> DATA SHOWN:

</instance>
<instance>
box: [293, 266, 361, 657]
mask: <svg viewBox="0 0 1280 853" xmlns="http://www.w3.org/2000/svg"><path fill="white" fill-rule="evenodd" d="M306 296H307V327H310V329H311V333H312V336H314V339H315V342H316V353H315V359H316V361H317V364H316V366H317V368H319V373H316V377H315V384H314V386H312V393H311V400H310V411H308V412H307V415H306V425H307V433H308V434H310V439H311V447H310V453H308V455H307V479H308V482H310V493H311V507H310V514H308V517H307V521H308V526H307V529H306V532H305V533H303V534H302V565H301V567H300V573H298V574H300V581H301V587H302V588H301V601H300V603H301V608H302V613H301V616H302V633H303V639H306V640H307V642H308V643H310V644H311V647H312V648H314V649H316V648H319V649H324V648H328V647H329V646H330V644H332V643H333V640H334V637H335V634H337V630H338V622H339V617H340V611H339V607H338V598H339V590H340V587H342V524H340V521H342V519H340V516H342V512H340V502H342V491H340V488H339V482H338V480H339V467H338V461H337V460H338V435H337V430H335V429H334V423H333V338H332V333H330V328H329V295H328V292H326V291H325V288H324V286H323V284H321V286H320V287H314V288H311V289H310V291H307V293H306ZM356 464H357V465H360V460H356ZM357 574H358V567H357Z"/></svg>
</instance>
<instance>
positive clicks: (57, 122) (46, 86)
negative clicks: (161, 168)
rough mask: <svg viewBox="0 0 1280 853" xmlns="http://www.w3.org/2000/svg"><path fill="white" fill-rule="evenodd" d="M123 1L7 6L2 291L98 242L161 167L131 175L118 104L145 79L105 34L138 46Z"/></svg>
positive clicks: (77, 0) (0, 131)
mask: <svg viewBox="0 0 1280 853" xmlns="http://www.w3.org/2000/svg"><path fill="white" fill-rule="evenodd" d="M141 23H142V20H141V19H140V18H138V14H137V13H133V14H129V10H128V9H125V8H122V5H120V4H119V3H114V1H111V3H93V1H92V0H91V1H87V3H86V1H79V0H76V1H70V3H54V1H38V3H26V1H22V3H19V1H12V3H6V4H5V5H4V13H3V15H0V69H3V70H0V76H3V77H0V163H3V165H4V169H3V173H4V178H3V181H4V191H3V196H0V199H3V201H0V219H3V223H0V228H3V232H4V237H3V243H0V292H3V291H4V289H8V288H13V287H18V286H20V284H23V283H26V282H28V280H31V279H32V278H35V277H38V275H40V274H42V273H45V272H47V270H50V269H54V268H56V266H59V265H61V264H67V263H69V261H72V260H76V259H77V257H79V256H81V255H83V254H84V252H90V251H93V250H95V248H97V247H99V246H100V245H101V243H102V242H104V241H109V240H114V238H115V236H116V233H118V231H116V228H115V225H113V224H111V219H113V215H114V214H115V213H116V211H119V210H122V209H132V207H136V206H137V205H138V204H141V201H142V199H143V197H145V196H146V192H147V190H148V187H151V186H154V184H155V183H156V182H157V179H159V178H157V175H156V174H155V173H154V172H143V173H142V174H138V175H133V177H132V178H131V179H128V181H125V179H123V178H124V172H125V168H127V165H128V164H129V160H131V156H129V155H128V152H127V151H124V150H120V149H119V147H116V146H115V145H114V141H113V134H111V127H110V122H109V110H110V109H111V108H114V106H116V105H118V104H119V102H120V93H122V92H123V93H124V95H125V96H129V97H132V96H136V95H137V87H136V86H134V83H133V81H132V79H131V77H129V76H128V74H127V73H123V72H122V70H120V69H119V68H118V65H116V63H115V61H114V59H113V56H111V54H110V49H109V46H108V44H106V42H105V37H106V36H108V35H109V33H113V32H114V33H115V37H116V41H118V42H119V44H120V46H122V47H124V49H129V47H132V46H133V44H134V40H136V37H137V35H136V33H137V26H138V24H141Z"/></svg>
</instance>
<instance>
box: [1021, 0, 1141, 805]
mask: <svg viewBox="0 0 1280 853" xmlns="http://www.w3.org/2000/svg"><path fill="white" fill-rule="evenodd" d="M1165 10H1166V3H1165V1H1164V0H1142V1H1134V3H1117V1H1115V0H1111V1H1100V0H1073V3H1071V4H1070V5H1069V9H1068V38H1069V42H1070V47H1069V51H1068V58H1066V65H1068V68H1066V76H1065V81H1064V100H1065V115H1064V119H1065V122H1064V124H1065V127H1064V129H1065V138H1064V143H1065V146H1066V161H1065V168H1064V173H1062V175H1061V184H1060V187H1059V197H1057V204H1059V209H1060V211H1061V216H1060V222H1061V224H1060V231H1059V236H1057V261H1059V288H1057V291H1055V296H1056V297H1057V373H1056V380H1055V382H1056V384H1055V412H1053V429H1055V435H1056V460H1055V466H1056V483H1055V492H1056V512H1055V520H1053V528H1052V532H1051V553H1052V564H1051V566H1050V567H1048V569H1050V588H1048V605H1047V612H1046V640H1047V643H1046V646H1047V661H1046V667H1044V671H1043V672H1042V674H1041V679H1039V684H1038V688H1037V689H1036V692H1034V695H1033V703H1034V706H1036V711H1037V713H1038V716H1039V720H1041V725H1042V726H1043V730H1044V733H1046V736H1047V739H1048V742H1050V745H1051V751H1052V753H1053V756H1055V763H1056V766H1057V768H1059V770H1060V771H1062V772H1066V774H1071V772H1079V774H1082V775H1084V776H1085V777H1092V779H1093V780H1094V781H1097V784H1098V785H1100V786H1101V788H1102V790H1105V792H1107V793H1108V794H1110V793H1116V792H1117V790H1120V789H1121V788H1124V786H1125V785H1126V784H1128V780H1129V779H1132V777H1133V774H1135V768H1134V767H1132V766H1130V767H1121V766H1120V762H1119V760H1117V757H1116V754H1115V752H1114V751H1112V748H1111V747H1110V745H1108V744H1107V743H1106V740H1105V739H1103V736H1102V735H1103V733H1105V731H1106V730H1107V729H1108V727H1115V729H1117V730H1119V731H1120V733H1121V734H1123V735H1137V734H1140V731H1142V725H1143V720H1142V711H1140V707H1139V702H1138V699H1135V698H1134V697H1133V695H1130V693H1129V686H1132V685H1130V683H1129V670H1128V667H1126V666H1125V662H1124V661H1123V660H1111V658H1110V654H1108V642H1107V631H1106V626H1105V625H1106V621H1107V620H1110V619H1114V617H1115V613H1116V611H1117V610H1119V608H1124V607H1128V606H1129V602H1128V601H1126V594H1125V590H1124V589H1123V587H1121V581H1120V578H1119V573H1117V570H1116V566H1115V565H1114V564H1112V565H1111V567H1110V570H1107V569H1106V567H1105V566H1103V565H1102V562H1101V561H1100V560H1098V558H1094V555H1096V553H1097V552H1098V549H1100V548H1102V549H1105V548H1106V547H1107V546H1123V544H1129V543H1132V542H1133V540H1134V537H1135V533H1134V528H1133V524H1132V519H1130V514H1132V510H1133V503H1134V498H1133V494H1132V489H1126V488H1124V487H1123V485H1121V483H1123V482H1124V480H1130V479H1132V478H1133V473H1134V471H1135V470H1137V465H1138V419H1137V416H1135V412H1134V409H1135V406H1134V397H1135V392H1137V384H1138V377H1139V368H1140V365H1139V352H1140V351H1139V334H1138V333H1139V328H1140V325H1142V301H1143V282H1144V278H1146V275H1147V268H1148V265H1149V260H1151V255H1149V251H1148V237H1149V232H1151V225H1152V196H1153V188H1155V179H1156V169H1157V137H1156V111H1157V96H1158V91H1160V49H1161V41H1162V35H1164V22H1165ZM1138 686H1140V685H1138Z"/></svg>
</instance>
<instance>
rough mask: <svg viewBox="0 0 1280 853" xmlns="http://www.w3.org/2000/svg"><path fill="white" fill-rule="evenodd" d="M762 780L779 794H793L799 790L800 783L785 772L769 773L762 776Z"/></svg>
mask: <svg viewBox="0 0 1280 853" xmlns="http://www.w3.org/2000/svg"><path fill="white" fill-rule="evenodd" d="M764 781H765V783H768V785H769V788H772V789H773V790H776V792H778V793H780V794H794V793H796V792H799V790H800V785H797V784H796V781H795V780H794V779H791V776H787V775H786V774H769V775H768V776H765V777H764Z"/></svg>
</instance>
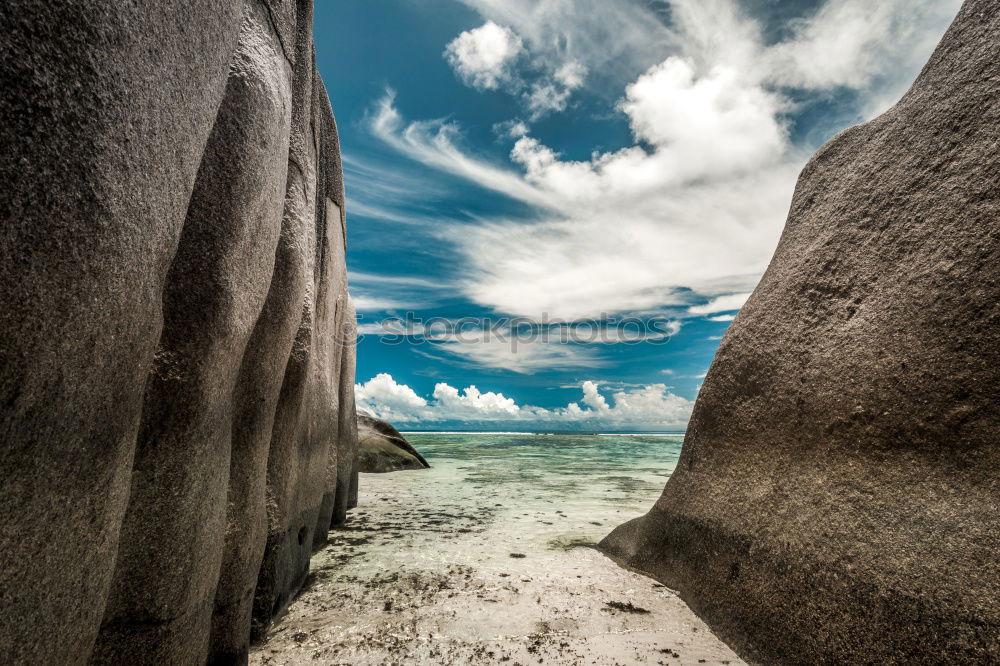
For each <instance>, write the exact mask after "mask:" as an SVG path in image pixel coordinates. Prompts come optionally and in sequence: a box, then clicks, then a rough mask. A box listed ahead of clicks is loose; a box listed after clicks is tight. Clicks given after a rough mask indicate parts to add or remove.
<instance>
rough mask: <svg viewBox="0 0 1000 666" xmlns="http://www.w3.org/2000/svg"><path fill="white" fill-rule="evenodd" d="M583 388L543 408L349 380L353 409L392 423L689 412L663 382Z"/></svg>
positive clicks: (523, 419)
mask: <svg viewBox="0 0 1000 666" xmlns="http://www.w3.org/2000/svg"><path fill="white" fill-rule="evenodd" d="M580 390H581V391H582V393H583V396H582V398H581V399H580V400H579V401H577V402H571V403H569V404H567V405H566V406H565V407H557V408H545V407H535V406H532V405H519V404H517V402H515V401H514V399H513V398H508V397H506V396H505V395H503V394H502V393H494V392H492V391H487V392H485V393H483V392H482V391H480V390H479V389H478V388H476V387H475V386H468V387H466V388H464V389H462V390H459V389H456V388H454V387H453V386H450V385H448V384H447V383H445V382H440V383H438V384H437V385H436V386H435V387H434V392H433V394H432V395H431V397H430V399H427V398H424V397H421V396H420V395H418V394H417V393H416V391H414V390H413V389H411V388H410V387H409V386H406V385H405V384H398V383H396V381H395V380H394V379H393V378H392V375H390V374H388V373H380V374H378V375H376V376H375V377H373V378H372V379H370V380H369V381H367V382H365V383H363V384H357V385H356V386H355V396H356V398H357V405H358V409H362V410H364V411H367V412H369V413H370V414H372V415H373V416H375V417H377V418H380V419H383V420H386V421H390V422H392V423H394V424H396V425H397V426H398V425H400V424H402V425H408V426H426V425H440V424H454V423H463V424H466V425H476V426H496V425H497V424H507V425H511V424H517V425H519V426H521V427H524V428H533V427H534V428H537V427H553V426H556V425H559V424H564V425H568V426H572V427H574V428H579V427H587V426H590V427H593V428H618V429H622V428H624V429H641V430H647V431H671V430H681V429H683V428H684V427H685V426H686V425H687V422H688V419H690V418H691V409H692V407H693V406H694V402H693V401H691V400H687V399H685V398H682V397H680V396H678V395H674V394H673V393H671V392H670V390H669V388H668V387H667V386H666V385H665V384H650V385H648V386H641V387H633V388H619V389H617V390H614V391H613V392H612V393H611V401H610V402H609V401H608V399H607V398H606V397H605V396H604V394H602V392H601V386H600V384H599V383H598V382H595V381H590V380H588V381H584V382H582V383H581V384H580Z"/></svg>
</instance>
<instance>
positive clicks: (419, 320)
mask: <svg viewBox="0 0 1000 666" xmlns="http://www.w3.org/2000/svg"><path fill="white" fill-rule="evenodd" d="M960 4H961V2H960V0H615V1H614V2H610V1H608V0H336V1H335V2H334V1H330V0H320V1H318V2H317V3H316V18H315V20H316V23H315V33H316V42H317V47H316V48H317V62H318V65H319V68H320V71H321V73H322V75H323V79H324V81H325V82H326V85H327V89H328V91H329V94H330V98H331V101H332V103H333V107H334V112H335V114H336V116H337V122H338V128H339V131H340V136H341V147H342V150H343V157H344V167H345V182H346V188H347V217H348V267H349V279H350V291H351V295H352V299H353V301H354V304H355V307H356V308H357V310H358V314H359V321H358V328H359V341H358V365H357V380H358V385H357V387H356V396H357V399H358V406H359V408H361V409H365V410H367V411H368V412H370V413H373V414H374V415H376V416H378V417H380V418H384V419H386V420H388V421H390V422H392V423H393V424H394V425H396V426H397V427H400V428H401V429H412V430H455V429H459V430H461V429H469V430H518V431H537V430H543V431H562V430H565V431H572V430H579V431H588V432H625V431H668V432H677V431H683V429H684V427H685V425H686V423H687V420H688V418H689V417H690V414H691V409H692V407H693V405H694V400H695V398H696V397H697V393H698V389H699V388H700V386H701V382H702V380H703V378H704V376H705V373H706V371H707V370H708V367H709V365H710V364H711V361H712V357H713V355H714V353H715V350H716V348H717V347H718V344H719V341H720V340H721V338H722V336H723V334H724V333H725V331H726V328H727V327H728V326H729V324H730V322H731V321H732V320H733V318H734V316H735V315H736V313H737V312H738V310H739V308H740V306H741V305H742V304H743V303H744V302H745V300H746V299H747V298H748V296H749V295H750V293H751V292H752V291H753V289H754V286H755V285H756V283H757V281H758V280H759V279H760V276H761V275H762V274H763V272H764V270H765V269H766V267H767V265H768V262H769V260H770V258H771V255H772V253H773V251H774V248H775V247H776V245H777V241H778V238H779V236H780V234H781V230H782V227H783V225H784V222H785V218H786V216H787V211H788V207H789V203H790V201H791V196H792V193H793V190H794V187H795V181H796V178H797V175H798V172H799V171H800V170H801V168H802V167H803V166H804V165H805V163H806V161H807V160H808V159H809V157H810V156H811V155H812V153H814V152H815V150H816V149H817V148H818V147H819V146H820V145H822V144H823V143H824V142H826V141H827V140H829V139H830V138H831V137H832V136H834V135H835V134H836V133H837V132H839V131H840V130H842V129H844V128H845V127H848V126H850V125H853V124H856V123H859V122H864V121H866V120H869V119H871V118H873V117H875V116H876V115H878V114H879V113H882V112H883V111H885V110H886V109H888V108H889V107H891V106H892V104H894V103H895V102H896V101H897V100H898V99H899V98H900V96H901V95H902V94H903V93H904V92H905V91H906V90H907V88H908V87H909V86H910V85H911V84H912V82H913V80H914V79H915V77H916V75H917V74H918V73H919V71H920V69H921V67H922V66H923V64H924V63H925V62H926V60H927V58H928V57H929V56H930V53H931V51H932V50H933V48H934V46H935V45H936V43H937V42H938V40H940V38H941V36H942V35H943V34H944V31H945V30H946V29H947V27H948V25H949V23H950V22H951V20H952V19H953V18H954V16H955V14H956V13H957V11H958V8H959V6H960Z"/></svg>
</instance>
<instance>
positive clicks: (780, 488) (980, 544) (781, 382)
mask: <svg viewBox="0 0 1000 666" xmlns="http://www.w3.org/2000/svg"><path fill="white" fill-rule="evenodd" d="M998 145H1000V2H997V1H996V0H969V1H968V2H966V4H965V6H964V7H963V9H962V11H961V13H960V14H959V16H958V18H957V19H956V21H955V23H954V25H953V26H952V28H951V29H950V31H949V32H948V33H947V35H946V36H945V38H944V40H943V41H942V43H941V44H940V46H939V47H938V49H937V51H936V52H935V53H934V55H933V57H932V58H931V60H930V62H929V63H928V65H927V67H926V68H925V70H924V71H923V73H922V74H921V75H920V77H919V79H918V80H917V82H916V83H915V85H914V86H913V88H912V89H911V90H910V91H909V93H907V95H906V96H905V97H904V98H903V99H902V100H901V101H900V102H899V103H898V104H897V105H896V106H895V107H894V108H893V109H891V110H890V111H888V112H887V113H886V114H884V115H882V116H881V117H879V118H876V119H875V120H873V121H871V122H869V123H867V124H865V125H861V126H858V127H855V128H852V129H849V130H847V131H846V132H843V133H841V134H840V135H839V136H837V137H836V138H835V139H833V140H832V141H831V142H830V143H829V144H827V145H826V146H824V147H823V148H822V149H821V150H820V151H819V152H818V153H817V155H816V156H815V157H814V158H813V160H812V161H811V162H810V163H809V164H808V166H807V167H806V168H805V170H804V171H803V173H802V176H801V178H800V181H799V184H798V188H797V190H796V193H795V197H794V200H793V202H792V207H791V212H790V215H789V219H788V224H787V226H786V228H785V231H784V235H783V236H782V239H781V242H780V245H779V247H778V249H777V252H776V254H775V256H774V259H773V261H772V263H771V266H770V268H769V269H768V271H767V273H766V274H765V276H764V278H763V280H762V281H761V283H760V285H759V287H758V288H757V290H756V291H755V292H754V294H753V296H752V297H751V299H750V300H749V301H748V303H747V304H746V306H745V307H744V308H743V310H742V312H741V313H740V314H739V316H738V317H737V318H736V321H735V322H734V323H733V325H732V326H731V328H730V329H729V331H728V333H727V334H726V336H725V339H724V340H723V342H722V345H721V347H720V348H719V351H718V354H717V356H716V358H715V361H714V363H713V365H712V368H711V370H710V371H709V373H708V376H707V378H706V380H705V383H704V386H703V388H702V389H701V393H700V395H699V398H698V402H697V405H696V407H695V411H694V415H693V418H692V420H691V424H690V427H689V430H688V434H687V438H686V440H685V443H684V449H683V453H682V456H681V459H680V462H679V464H678V466H677V470H676V472H675V473H674V475H673V477H672V478H671V479H670V481H669V482H668V483H667V485H666V488H665V490H664V493H663V495H662V497H661V499H660V500H659V501H658V502H657V504H656V505H655V506H654V508H653V509H652V510H651V511H650V512H649V513H648V514H647V515H646V516H645V517H643V518H639V519H637V520H635V521H632V522H629V523H626V524H625V525H623V526H621V527H619V528H618V529H617V530H615V531H614V532H613V533H612V534H611V535H610V536H608V537H607V538H606V539H605V540H604V541H603V542H602V544H601V546H602V548H603V549H604V550H605V552H607V553H609V554H611V555H612V556H613V557H615V558H617V559H618V560H619V561H620V562H623V563H625V564H627V565H628V566H630V567H633V568H636V569H639V570H641V571H643V572H646V573H648V574H650V575H652V576H654V577H655V578H657V579H658V580H660V581H662V582H664V583H665V584H667V585H668V586H670V587H673V588H676V589H678V590H680V592H681V594H682V596H683V598H684V599H685V600H686V601H687V602H688V603H689V604H690V605H691V607H692V608H694V609H695V611H696V612H698V613H699V614H700V615H701V616H702V617H703V618H705V619H706V620H707V621H708V623H709V625H710V626H711V627H712V629H713V630H714V631H715V632H716V633H718V634H719V635H720V636H721V637H723V638H724V639H725V640H726V641H727V642H728V643H729V644H730V645H732V646H734V647H735V648H736V649H737V651H738V652H740V653H741V655H742V656H743V657H744V658H747V659H748V660H751V661H758V662H762V663H786V664H855V663H879V664H889V663H893V664H916V663H922V664H945V663H962V664H972V663H977V664H986V663H997V662H998V661H1000V576H998V575H997V572H998V571H1000V511H998V508H1000V507H998V498H1000V483H998V478H1000V474H998V470H1000V345H998V344H997V331H998V325H1000V309H998V307H1000V306H998V304H1000V272H998V270H997V267H998V266H1000V227H998V224H1000V222H998V221H1000V188H998V183H1000V151H998V150H997V146H998Z"/></svg>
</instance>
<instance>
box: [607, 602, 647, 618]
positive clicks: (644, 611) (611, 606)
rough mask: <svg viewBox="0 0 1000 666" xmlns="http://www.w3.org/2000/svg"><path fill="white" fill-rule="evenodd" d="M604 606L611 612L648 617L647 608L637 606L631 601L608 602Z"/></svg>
mask: <svg viewBox="0 0 1000 666" xmlns="http://www.w3.org/2000/svg"><path fill="white" fill-rule="evenodd" d="M604 605H605V606H606V607H608V608H610V609H611V610H616V611H620V612H622V613H634V614H636V615H648V614H649V611H648V610H646V609H645V608H641V607H639V606H636V605H635V604H633V603H632V602H631V601H607V602H605V603H604Z"/></svg>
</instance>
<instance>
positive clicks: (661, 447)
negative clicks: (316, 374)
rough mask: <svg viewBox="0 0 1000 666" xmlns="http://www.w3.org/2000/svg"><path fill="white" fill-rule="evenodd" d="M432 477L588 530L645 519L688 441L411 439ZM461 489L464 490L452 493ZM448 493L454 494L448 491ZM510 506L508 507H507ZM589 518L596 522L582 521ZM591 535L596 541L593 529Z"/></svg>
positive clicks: (615, 436)
mask: <svg viewBox="0 0 1000 666" xmlns="http://www.w3.org/2000/svg"><path fill="white" fill-rule="evenodd" d="M406 437H407V439H409V440H410V442H411V443H412V444H413V445H414V446H415V447H416V448H417V450H419V451H420V452H421V453H422V454H423V455H424V457H425V458H427V461H428V462H429V463H430V464H431V466H432V468H433V472H434V474H433V475H434V476H435V477H440V478H447V479H448V480H449V484H454V485H457V486H463V487H464V489H466V490H472V491H473V492H474V494H476V495H478V496H480V497H490V496H496V497H498V498H503V497H506V498H511V497H517V498H519V500H520V506H521V507H522V508H526V509H530V510H531V511H532V512H534V511H535V510H540V511H544V510H545V509H546V508H547V507H549V506H556V505H558V507H559V508H560V509H561V510H562V511H563V514H568V515H573V516H576V517H578V518H579V519H581V521H582V522H583V523H584V524H587V525H588V526H589V523H590V522H591V520H593V521H598V520H599V521H600V522H601V523H602V527H605V528H607V526H608V525H610V524H611V523H612V522H613V521H615V520H619V519H628V518H633V517H635V516H638V515H641V514H643V513H645V512H646V511H647V510H649V508H650V507H651V506H652V504H653V503H654V502H655V501H656V499H657V498H658V497H659V495H660V493H661V492H662V491H663V486H664V484H665V483H666V481H667V479H668V478H669V477H670V474H671V473H672V472H673V470H674V467H675V466H676V464H677V458H678V456H679V455H680V450H681V443H682V441H683V435H575V434H551V435H549V434H538V435H533V434H521V433H406ZM452 490H453V491H458V490H459V488H452ZM447 494H450V493H447ZM505 504H506V502H505ZM585 519H591V520H585ZM586 531H587V532H588V535H590V536H595V535H596V533H595V531H594V530H593V529H592V528H591V529H588V530H586Z"/></svg>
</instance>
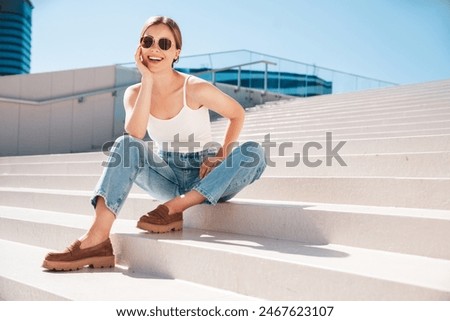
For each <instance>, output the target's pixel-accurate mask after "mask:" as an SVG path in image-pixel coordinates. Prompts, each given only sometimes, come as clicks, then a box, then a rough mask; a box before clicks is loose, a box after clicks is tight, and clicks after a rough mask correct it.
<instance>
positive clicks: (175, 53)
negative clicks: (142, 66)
mask: <svg viewBox="0 0 450 321" xmlns="http://www.w3.org/2000/svg"><path fill="white" fill-rule="evenodd" d="M142 37H144V39H145V37H152V38H153V43H152V45H151V46H150V47H149V48H144V47H147V46H143V45H142V43H141V48H142V60H143V63H144V65H146V66H147V67H148V68H149V69H150V70H152V71H156V70H160V69H165V68H172V64H173V62H174V61H175V60H177V59H178V56H179V55H180V51H181V49H177V45H176V41H175V36H174V34H173V33H172V30H171V29H170V28H169V27H168V26H166V25H165V24H155V25H151V26H150V27H148V28H147V29H146V30H145V31H144V33H143V34H142ZM161 39H163V40H161ZM164 39H168V40H169V41H170V42H171V45H170V48H168V49H167V50H164V49H166V48H167V47H168V42H167V41H165V40H164ZM145 41H147V44H148V43H150V42H151V40H150V39H148V38H147V39H146V40H145ZM160 44H162V46H161V47H162V48H161V47H160Z"/></svg>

> ASSIGNMENT: Copy out the lines above that hold the string "come".

> RESULT OF THIS TASK:
For each <instance>, write the exact mask after "mask:" as an SVG path in image pixel coordinates. Prompts come optionally and in sequence: a box, then clicks, then a rough mask. A box listed ahead of clicks is loose; a box listed after clicks is tight. Clicks given after a rough mask indicate parts to add or remove.
For each <instance>, output the target's pixel-accurate mask after "mask:" as an SVG path in image-pixel coordinates. Prompts, each given only sometimes, come as clicks, then a box, then a rough mask; a box before clicks is loose, a box after clicks is tight, and clicks after a rough mask correct it.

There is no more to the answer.